* [Entries shown]:

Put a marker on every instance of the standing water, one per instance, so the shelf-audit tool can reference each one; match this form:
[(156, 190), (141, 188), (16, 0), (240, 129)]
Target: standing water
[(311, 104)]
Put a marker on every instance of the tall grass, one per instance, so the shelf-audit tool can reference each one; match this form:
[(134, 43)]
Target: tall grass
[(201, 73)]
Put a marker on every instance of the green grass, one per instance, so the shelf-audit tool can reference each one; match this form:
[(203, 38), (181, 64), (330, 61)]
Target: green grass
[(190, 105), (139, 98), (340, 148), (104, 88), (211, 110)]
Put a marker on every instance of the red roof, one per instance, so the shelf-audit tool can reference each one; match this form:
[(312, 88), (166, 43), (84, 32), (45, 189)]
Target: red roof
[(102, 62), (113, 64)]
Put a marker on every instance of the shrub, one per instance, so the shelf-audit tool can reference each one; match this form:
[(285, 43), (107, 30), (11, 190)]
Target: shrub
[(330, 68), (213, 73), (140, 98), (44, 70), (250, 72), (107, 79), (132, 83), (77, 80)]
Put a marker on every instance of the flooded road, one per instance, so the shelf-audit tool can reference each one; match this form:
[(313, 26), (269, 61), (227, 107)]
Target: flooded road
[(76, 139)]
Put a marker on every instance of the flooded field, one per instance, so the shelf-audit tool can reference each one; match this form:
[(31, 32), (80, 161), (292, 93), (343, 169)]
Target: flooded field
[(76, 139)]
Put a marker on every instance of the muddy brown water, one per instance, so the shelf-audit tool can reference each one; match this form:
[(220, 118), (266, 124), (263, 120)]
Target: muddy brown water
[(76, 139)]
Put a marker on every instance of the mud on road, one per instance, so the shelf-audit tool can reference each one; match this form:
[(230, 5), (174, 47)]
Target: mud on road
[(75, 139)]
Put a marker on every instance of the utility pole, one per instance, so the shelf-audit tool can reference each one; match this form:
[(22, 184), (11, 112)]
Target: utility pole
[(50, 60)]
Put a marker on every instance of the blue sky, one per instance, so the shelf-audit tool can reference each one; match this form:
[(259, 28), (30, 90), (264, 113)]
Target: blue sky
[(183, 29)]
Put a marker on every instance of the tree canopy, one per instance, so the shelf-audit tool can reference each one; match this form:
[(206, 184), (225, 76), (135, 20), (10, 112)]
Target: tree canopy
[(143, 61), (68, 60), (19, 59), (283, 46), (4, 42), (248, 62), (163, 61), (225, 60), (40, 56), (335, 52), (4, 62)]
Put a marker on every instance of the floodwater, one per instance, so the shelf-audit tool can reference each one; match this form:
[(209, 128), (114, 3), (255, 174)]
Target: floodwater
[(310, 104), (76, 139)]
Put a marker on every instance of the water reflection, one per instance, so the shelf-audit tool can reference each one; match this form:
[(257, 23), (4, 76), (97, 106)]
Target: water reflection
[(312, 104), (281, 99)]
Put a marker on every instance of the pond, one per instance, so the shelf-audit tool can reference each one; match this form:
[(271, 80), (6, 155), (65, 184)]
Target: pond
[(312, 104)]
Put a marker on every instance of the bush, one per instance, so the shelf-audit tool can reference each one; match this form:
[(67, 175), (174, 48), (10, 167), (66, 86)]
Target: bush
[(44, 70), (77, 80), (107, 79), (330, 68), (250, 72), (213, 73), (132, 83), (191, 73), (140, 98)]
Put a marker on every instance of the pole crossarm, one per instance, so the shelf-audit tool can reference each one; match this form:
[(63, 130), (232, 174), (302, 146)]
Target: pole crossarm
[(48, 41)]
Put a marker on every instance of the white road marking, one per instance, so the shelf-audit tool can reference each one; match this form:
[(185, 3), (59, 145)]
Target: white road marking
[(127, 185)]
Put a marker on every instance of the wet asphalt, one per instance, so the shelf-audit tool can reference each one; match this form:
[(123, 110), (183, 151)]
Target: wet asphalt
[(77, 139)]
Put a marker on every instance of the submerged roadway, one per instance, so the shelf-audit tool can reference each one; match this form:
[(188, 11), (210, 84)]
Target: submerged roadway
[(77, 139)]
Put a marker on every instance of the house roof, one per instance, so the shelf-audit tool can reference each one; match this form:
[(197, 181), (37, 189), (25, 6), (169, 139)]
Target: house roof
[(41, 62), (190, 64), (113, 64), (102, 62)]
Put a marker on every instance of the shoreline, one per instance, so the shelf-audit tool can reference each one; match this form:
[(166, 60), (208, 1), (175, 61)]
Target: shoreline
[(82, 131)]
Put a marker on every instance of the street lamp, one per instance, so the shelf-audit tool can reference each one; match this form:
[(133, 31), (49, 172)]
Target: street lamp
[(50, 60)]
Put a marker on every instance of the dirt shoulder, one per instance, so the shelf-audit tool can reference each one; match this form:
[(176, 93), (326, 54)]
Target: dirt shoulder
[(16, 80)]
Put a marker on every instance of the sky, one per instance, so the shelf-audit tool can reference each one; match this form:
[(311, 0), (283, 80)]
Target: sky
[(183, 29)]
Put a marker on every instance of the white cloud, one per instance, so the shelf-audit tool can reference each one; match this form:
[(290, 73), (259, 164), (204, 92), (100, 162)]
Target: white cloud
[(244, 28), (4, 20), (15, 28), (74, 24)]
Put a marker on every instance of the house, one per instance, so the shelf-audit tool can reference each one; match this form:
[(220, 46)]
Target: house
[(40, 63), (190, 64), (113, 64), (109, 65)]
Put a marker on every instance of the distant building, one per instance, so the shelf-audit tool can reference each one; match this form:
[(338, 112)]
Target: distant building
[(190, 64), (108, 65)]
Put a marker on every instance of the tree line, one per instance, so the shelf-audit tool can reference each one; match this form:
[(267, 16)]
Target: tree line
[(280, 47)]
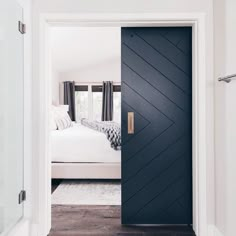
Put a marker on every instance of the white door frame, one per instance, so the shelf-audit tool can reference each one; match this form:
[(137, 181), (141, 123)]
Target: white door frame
[(198, 24)]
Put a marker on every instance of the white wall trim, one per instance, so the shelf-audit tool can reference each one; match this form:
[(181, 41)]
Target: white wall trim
[(198, 23), (214, 231)]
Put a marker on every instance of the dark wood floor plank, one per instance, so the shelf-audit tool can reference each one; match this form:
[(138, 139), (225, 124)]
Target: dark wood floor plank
[(76, 220)]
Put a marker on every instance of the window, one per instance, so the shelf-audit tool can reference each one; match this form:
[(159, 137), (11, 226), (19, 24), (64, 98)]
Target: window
[(81, 102), (88, 102), (97, 102)]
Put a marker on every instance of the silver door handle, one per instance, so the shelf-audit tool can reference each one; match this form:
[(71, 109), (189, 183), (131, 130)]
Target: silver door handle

* [What you need to do]: All lines in the records above that contain "handle" are to be reported.

* [Solution for this problem]:
Put a marker on every instance of the silver door handle, one per instance, so the shelf-audit tool can reference each one; match this form:
Target: silver door handle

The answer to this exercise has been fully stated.